WORK INSTRUCTION:
Going through the entries, how many lines include the string "query"? Answer only with the number.

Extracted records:
------------------------------------------------------------
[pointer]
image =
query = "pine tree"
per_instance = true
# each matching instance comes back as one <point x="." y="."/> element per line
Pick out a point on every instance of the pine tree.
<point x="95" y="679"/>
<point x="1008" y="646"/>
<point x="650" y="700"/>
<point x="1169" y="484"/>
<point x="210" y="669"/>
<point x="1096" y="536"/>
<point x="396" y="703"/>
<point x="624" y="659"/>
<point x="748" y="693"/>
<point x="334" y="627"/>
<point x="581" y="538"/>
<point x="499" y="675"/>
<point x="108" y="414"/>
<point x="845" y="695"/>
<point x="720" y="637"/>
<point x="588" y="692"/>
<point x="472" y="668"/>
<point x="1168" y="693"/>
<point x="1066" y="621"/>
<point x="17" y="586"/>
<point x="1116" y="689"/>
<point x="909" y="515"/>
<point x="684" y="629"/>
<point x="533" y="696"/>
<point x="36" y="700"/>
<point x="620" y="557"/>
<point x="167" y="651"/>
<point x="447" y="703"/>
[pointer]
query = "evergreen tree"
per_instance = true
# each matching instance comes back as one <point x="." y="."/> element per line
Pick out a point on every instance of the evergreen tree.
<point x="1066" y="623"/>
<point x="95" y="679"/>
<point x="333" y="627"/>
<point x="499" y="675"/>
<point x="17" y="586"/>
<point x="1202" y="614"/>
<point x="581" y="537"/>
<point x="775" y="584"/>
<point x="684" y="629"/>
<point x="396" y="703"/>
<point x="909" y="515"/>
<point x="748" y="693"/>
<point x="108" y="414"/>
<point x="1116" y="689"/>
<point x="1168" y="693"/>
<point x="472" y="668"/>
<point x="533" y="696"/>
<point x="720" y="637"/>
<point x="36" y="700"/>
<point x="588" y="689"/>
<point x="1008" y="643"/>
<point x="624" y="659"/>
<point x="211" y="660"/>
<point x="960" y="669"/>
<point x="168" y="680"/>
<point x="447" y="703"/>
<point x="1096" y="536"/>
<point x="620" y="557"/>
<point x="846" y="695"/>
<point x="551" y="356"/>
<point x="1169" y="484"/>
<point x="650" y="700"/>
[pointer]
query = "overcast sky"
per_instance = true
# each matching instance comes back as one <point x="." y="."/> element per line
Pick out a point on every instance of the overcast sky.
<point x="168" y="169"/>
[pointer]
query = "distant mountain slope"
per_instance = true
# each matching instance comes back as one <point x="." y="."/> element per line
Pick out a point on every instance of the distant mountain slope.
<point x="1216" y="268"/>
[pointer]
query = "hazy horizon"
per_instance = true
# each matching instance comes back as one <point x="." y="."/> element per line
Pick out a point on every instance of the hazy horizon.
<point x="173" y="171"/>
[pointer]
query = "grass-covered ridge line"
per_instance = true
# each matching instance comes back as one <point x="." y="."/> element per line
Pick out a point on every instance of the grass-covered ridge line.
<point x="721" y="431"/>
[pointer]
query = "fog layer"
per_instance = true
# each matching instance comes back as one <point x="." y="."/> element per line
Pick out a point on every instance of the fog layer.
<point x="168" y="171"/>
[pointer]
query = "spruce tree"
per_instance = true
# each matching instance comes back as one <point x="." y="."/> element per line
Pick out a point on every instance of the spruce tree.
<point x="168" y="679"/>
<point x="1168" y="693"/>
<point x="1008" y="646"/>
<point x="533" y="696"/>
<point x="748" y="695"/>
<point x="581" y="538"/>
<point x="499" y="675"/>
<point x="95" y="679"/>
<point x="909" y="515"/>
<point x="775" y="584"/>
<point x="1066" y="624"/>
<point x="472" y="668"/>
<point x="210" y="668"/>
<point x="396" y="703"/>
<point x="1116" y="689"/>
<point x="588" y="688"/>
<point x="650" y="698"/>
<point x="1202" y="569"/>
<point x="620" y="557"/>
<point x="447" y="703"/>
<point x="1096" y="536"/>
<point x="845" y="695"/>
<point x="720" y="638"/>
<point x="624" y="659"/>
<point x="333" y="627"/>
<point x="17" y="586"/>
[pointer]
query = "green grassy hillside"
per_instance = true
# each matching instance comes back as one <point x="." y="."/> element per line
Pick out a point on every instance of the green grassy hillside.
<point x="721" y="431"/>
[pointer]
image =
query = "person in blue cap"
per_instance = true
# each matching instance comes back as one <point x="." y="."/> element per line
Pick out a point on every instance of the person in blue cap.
------------------------------------------------------------
TASK RESPONSE:
10